=== Entries provided ===

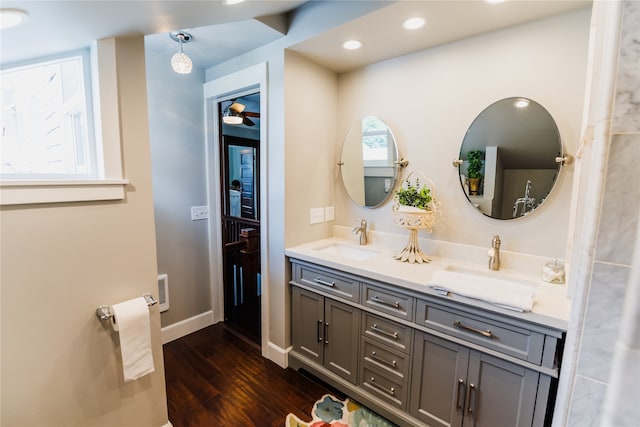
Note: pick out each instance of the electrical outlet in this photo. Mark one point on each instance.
(329, 213)
(316, 215)
(199, 212)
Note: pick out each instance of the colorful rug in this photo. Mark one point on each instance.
(333, 412)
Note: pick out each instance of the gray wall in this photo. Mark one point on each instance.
(176, 121)
(60, 261)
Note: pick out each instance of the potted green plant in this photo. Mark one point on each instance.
(474, 171)
(415, 208)
(414, 195)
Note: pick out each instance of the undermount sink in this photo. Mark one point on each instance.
(491, 275)
(496, 287)
(347, 251)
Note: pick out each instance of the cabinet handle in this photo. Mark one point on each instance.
(324, 282)
(379, 300)
(487, 333)
(459, 404)
(472, 397)
(375, 328)
(326, 333)
(375, 357)
(391, 391)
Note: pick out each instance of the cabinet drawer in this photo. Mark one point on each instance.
(341, 286)
(381, 359)
(386, 331)
(500, 336)
(385, 388)
(388, 301)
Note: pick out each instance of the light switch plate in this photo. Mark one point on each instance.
(329, 213)
(199, 212)
(316, 215)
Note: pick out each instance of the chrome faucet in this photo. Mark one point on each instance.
(494, 254)
(362, 230)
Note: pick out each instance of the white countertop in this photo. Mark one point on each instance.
(551, 308)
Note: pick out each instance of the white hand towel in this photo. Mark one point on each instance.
(131, 320)
(495, 291)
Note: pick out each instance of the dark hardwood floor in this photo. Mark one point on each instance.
(216, 378)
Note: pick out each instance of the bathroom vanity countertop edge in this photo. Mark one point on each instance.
(551, 309)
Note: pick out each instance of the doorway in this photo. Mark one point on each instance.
(239, 144)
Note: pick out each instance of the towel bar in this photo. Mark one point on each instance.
(104, 311)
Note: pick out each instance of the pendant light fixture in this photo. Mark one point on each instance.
(180, 62)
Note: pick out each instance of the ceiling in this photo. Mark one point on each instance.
(222, 32)
(447, 20)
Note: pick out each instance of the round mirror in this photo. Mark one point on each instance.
(509, 158)
(369, 162)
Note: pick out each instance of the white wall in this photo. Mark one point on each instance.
(176, 120)
(430, 98)
(60, 367)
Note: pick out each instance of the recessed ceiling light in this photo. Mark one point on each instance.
(413, 23)
(11, 17)
(352, 44)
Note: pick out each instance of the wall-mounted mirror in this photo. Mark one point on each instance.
(369, 162)
(510, 158)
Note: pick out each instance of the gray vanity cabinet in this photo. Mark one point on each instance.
(457, 386)
(327, 332)
(421, 359)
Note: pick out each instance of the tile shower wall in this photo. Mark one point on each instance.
(616, 234)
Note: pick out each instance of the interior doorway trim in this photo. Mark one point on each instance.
(251, 79)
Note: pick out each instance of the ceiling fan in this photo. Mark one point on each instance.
(235, 114)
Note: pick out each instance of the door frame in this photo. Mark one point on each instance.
(249, 80)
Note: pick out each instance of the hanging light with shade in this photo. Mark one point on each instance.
(180, 62)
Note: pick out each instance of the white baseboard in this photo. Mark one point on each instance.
(278, 355)
(187, 326)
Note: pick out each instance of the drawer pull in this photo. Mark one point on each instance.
(487, 333)
(375, 328)
(379, 300)
(324, 282)
(460, 404)
(326, 333)
(391, 391)
(377, 358)
(471, 404)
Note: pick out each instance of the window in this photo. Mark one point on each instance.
(67, 160)
(46, 122)
(375, 147)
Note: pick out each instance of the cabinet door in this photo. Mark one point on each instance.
(308, 324)
(342, 336)
(438, 386)
(499, 393)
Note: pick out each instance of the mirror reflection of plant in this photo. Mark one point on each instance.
(414, 195)
(474, 169)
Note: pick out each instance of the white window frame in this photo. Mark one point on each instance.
(109, 184)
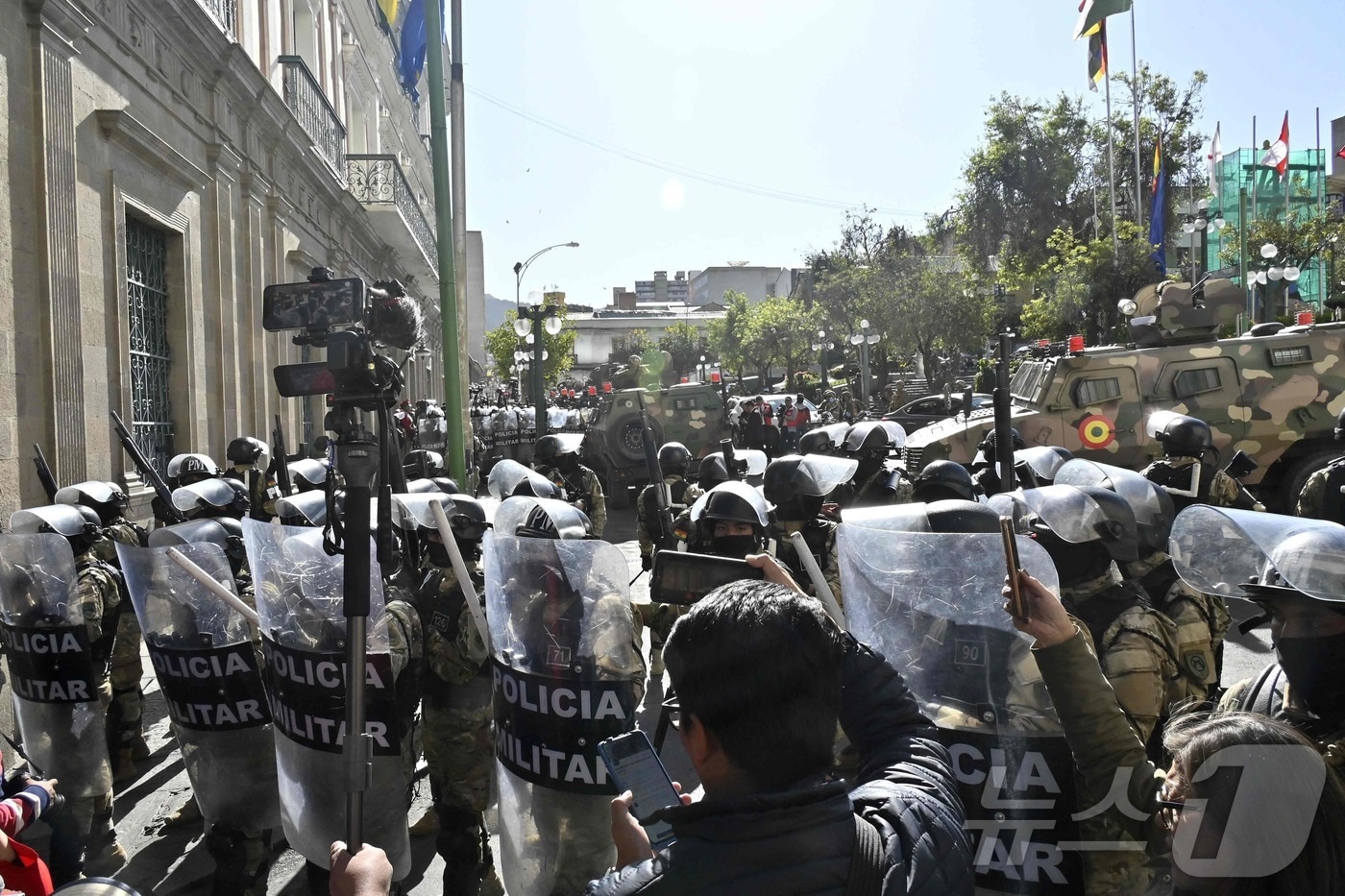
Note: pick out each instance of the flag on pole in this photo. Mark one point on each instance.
(1157, 220)
(1277, 157)
(1091, 13)
(1216, 157)
(1098, 57)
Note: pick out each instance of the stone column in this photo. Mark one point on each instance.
(56, 29)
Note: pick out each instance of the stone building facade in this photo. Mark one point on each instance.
(160, 163)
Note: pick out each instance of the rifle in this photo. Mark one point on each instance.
(49, 482)
(663, 516)
(145, 470)
(281, 460)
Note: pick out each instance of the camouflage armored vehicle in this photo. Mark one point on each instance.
(1273, 392)
(692, 413)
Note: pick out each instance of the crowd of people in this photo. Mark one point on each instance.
(823, 761)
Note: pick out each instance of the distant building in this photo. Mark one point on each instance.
(756, 284)
(661, 289)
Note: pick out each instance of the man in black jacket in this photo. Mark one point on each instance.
(762, 677)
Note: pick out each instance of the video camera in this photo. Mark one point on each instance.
(350, 322)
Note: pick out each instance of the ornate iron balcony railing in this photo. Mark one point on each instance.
(379, 180)
(306, 98)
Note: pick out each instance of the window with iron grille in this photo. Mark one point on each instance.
(147, 301)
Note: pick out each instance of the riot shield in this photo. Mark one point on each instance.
(931, 603)
(1219, 549)
(300, 600)
(567, 675)
(202, 654)
(51, 667)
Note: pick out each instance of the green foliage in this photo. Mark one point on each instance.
(1080, 282)
(560, 349)
(686, 345)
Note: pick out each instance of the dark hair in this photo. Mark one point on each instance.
(1194, 739)
(759, 665)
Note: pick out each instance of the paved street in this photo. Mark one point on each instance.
(174, 861)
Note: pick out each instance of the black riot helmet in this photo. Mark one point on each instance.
(958, 516)
(557, 449)
(674, 459)
(712, 472)
(308, 473)
(732, 503)
(105, 498)
(184, 470)
(246, 451)
(1180, 435)
(77, 523)
(943, 480)
(424, 463)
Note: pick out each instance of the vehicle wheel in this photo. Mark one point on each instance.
(627, 440)
(1286, 496)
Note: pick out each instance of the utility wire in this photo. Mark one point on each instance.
(692, 174)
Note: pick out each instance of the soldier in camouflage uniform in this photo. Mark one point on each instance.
(1322, 496)
(557, 458)
(1184, 473)
(456, 705)
(658, 618)
(1132, 640)
(125, 734)
(83, 837)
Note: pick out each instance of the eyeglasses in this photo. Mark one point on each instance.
(674, 712)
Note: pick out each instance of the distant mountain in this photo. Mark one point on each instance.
(495, 309)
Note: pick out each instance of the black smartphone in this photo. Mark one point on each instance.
(685, 577)
(635, 767)
(1017, 601)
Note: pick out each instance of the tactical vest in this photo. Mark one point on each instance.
(1162, 472)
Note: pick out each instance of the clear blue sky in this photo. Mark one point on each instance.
(858, 101)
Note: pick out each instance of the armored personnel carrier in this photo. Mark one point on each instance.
(1274, 392)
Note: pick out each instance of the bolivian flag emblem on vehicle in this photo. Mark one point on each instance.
(1096, 430)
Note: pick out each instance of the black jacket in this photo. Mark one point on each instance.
(802, 839)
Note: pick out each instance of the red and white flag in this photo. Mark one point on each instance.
(1277, 157)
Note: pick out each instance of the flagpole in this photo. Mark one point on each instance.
(1134, 66)
(1112, 164)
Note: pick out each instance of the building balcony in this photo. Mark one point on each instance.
(315, 114)
(225, 12)
(380, 186)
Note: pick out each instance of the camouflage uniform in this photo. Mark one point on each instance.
(1133, 646)
(1201, 623)
(1324, 494)
(85, 829)
(659, 618)
(584, 490)
(456, 729)
(125, 736)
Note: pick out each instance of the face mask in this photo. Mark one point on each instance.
(733, 545)
(1315, 668)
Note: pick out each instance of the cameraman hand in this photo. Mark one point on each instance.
(365, 873)
(773, 570)
(629, 837)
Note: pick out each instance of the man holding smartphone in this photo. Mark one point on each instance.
(763, 675)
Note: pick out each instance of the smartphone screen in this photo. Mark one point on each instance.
(635, 767)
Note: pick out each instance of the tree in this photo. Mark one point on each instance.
(686, 345)
(1078, 288)
(503, 342)
(635, 342)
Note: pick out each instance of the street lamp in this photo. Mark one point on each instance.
(822, 346)
(863, 341)
(521, 268)
(530, 325)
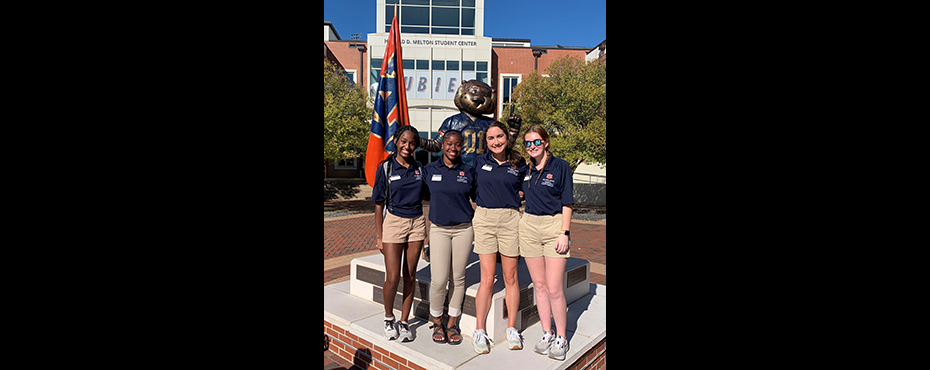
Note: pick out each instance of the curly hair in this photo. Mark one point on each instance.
(515, 158)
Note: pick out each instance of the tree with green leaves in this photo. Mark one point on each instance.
(571, 103)
(346, 115)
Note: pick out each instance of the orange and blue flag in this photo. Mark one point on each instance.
(390, 105)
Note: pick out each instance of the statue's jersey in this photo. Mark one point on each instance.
(473, 133)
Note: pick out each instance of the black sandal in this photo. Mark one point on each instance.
(438, 329)
(457, 332)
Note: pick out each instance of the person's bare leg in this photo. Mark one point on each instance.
(412, 257)
(392, 260)
(511, 288)
(555, 271)
(537, 268)
(488, 264)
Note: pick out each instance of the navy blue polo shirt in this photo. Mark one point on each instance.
(548, 190)
(450, 188)
(498, 184)
(406, 189)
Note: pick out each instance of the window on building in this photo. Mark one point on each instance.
(508, 82)
(444, 17)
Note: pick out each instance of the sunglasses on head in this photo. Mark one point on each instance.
(536, 142)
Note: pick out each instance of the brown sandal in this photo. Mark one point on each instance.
(438, 329)
(454, 330)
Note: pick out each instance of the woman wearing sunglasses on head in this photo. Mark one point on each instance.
(544, 236)
(497, 218)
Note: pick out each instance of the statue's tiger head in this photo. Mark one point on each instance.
(476, 97)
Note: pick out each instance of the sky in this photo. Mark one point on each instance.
(544, 22)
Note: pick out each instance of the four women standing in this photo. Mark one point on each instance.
(541, 235)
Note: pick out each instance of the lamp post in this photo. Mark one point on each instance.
(536, 54)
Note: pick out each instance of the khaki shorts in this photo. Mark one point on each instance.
(396, 229)
(538, 235)
(496, 230)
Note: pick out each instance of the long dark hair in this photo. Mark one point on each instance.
(398, 134)
(461, 137)
(513, 156)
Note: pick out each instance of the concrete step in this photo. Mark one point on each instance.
(367, 279)
(362, 321)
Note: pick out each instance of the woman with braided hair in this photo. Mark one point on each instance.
(400, 226)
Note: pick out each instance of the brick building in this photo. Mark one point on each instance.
(443, 44)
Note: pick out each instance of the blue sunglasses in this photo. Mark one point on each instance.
(536, 142)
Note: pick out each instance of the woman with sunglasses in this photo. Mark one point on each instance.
(496, 223)
(544, 236)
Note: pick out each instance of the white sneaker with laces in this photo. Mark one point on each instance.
(482, 342)
(514, 339)
(559, 348)
(389, 331)
(543, 346)
(405, 334)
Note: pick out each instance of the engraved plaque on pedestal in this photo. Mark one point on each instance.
(576, 276)
(368, 275)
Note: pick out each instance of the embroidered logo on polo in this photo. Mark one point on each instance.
(548, 181)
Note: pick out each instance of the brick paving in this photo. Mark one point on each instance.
(355, 234)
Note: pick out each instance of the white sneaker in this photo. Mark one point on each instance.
(405, 334)
(543, 346)
(514, 339)
(559, 348)
(389, 331)
(482, 341)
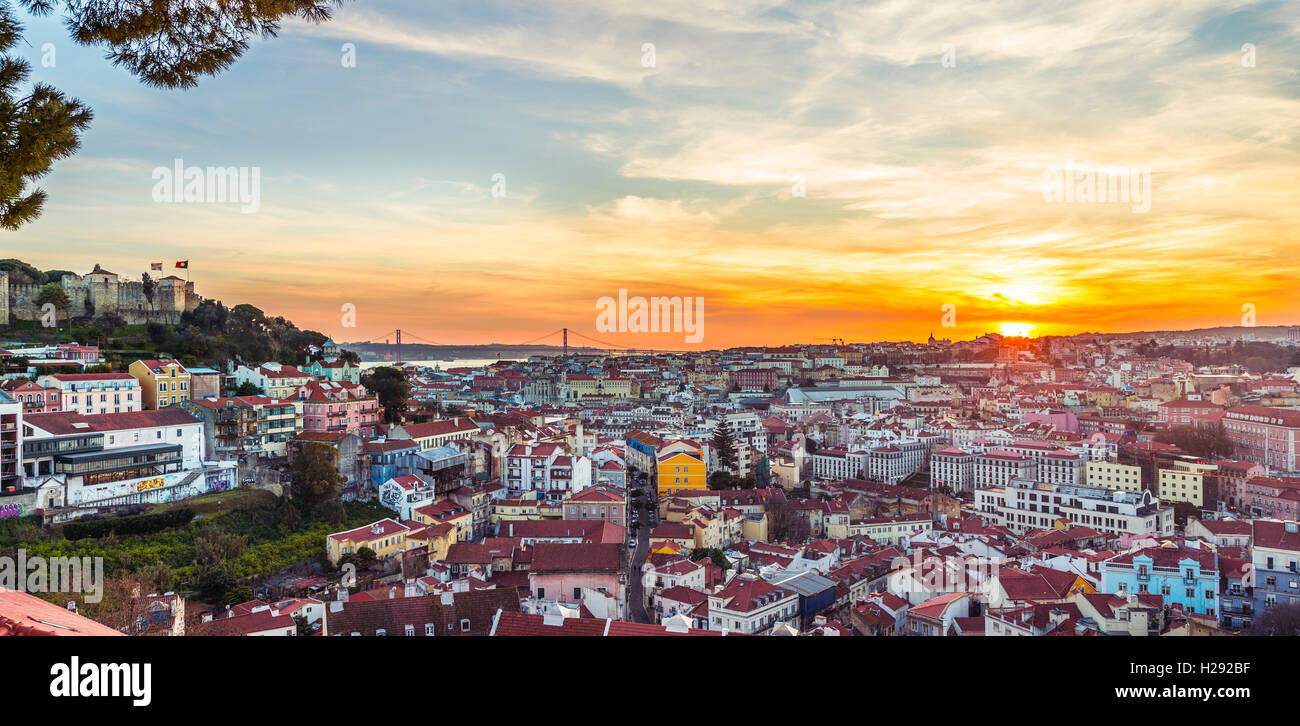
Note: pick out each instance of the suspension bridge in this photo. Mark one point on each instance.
(560, 336)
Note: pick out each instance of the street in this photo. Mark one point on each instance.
(636, 590)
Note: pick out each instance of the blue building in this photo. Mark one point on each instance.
(1183, 575)
(385, 457)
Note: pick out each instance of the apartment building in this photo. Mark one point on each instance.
(1025, 504)
(163, 383)
(95, 393)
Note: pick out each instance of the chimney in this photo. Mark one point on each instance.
(553, 618)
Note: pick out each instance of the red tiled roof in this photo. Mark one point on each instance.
(26, 614)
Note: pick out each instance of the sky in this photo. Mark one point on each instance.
(488, 172)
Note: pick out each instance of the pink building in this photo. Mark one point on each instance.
(95, 393)
(1266, 436)
(560, 571)
(1188, 413)
(79, 353)
(1272, 496)
(338, 407)
(35, 398)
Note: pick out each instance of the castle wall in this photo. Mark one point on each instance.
(98, 294)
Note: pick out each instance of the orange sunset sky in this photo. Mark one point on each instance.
(923, 177)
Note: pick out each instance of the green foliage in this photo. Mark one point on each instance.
(237, 595)
(713, 553)
(12, 266)
(38, 126)
(53, 294)
(728, 480)
(724, 445)
(213, 335)
(313, 475)
(1205, 440)
(391, 388)
(208, 556)
(137, 524)
(165, 43)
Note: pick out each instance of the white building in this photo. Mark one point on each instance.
(996, 467)
(1025, 504)
(108, 459)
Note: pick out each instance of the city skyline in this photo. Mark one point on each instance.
(809, 173)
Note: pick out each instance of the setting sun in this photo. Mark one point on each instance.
(1015, 329)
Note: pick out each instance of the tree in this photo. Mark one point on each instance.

===

■ Exercise prompt
From the line containing "Note: pick out each instance of the pink" to the final line of the data above, transcribe every line exactly and nothing more.

■ Solution for this task
Note: pick out each instance of the pink building in this photo. Mark one point on each instance.
(95, 393)
(1266, 436)
(560, 571)
(1188, 413)
(79, 353)
(1272, 496)
(338, 407)
(35, 398)
Note: pick out each instance of the castle wall in this photo. Mark one point on each instance.
(98, 294)
Note: pick out each instance of the orange sunset sky in this photo. Mark one point on each instance.
(923, 177)
Note: pick out each instance of the green foliage in this photo. Mark one point on each instance.
(237, 595)
(713, 553)
(12, 266)
(38, 126)
(53, 294)
(728, 480)
(724, 445)
(213, 335)
(313, 475)
(1205, 440)
(391, 388)
(208, 556)
(137, 524)
(165, 43)
Note: pick out each instance of the white building in this photo. Mark one point on each instance.
(996, 467)
(1025, 504)
(108, 459)
Note: pick out each instance of the city skyline in this photo. Mark one point on each instance.
(809, 173)
Note: pick out each instance of the setting sun in this photo. Mark one point on each instance.
(1015, 329)
Note: pick out each instance of the tree in this photo. Mark one point on each instance.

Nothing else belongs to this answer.